### Extracted records:
= = = = = = =

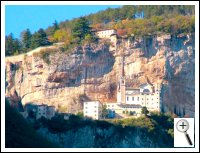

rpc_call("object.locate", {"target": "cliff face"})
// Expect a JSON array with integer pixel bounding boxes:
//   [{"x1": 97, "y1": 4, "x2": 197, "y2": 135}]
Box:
[{"x1": 6, "y1": 35, "x2": 195, "y2": 116}]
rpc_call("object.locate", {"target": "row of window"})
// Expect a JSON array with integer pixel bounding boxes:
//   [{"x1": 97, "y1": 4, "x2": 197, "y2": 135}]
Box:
[
  {"x1": 126, "y1": 96, "x2": 158, "y2": 101},
  {"x1": 97, "y1": 31, "x2": 114, "y2": 34}
]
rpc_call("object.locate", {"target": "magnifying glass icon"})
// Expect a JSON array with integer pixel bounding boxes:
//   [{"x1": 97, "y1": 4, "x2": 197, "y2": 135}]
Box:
[{"x1": 176, "y1": 119, "x2": 193, "y2": 145}]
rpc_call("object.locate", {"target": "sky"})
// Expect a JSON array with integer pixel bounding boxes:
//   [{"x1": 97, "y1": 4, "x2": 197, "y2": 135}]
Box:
[{"x1": 5, "y1": 5, "x2": 120, "y2": 38}]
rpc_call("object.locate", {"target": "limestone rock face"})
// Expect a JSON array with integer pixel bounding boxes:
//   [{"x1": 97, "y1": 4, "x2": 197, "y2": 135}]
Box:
[{"x1": 6, "y1": 34, "x2": 195, "y2": 117}]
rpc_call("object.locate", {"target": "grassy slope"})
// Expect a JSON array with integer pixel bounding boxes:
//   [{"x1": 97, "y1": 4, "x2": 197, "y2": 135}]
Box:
[{"x1": 5, "y1": 102, "x2": 58, "y2": 148}]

= = = = = = =

### Stated exercise:
Output the lines above as a JSON list of strings, one string per line and no strings for blank lines. Leave the pictures out.

### Task output:
[
  "rpc_call(\"object.locate\", {\"target\": \"cliff face\"})",
  "// Expect a JSON array with integer pixel bounding boxes:",
  "//   [{\"x1\": 97, \"y1\": 4, \"x2\": 197, \"y2\": 135}]",
  "Box:",
  "[{\"x1\": 6, \"y1\": 35, \"x2\": 195, \"y2\": 116}]",
  "rpc_call(\"object.locate\", {\"target\": \"row of window\"})",
  "// Expect a JSON array with integer pixel bounding boxes:",
  "//   [{\"x1\": 97, \"y1\": 4, \"x2\": 197, \"y2\": 135}]",
  "Box:",
  "[",
  "  {\"x1\": 126, \"y1\": 96, \"x2\": 158, \"y2\": 101},",
  "  {\"x1\": 97, \"y1\": 31, \"x2\": 114, \"y2\": 34}",
  "]",
  "rpc_call(\"object.locate\", {\"target\": \"magnifying glass icon\"})",
  "// Expect a JSON array with integer pixel bounding boxes:",
  "//   [{\"x1\": 97, \"y1\": 4, \"x2\": 197, \"y2\": 135}]",
  "Box:",
  "[{\"x1\": 176, \"y1\": 119, \"x2\": 193, \"y2\": 145}]",
  "rpc_call(\"object.locate\", {\"target\": \"sky\"})",
  "// Expect a JSON array with integer pixel bounding boxes:",
  "//   [{\"x1\": 97, \"y1\": 4, \"x2\": 197, \"y2\": 135}]",
  "Box:",
  "[{\"x1\": 5, \"y1\": 5, \"x2\": 120, \"y2\": 38}]",
  "rpc_call(\"object.locate\", {\"target\": \"limestone rock face\"})",
  "// Expect a JSON array with integer pixel bounding boxes:",
  "//   [{\"x1\": 97, \"y1\": 4, \"x2\": 197, \"y2\": 135}]",
  "Box:",
  "[{\"x1\": 6, \"y1\": 34, \"x2\": 195, \"y2\": 117}]",
  "rpc_call(\"object.locate\", {\"target\": \"grassy slope\"})",
  "// Expect a JSON array with integer pixel bounding boxes:",
  "//   [{\"x1\": 97, \"y1\": 4, \"x2\": 197, \"y2\": 135}]",
  "Box:",
  "[{\"x1\": 5, \"y1\": 102, \"x2\": 58, \"y2\": 148}]"
]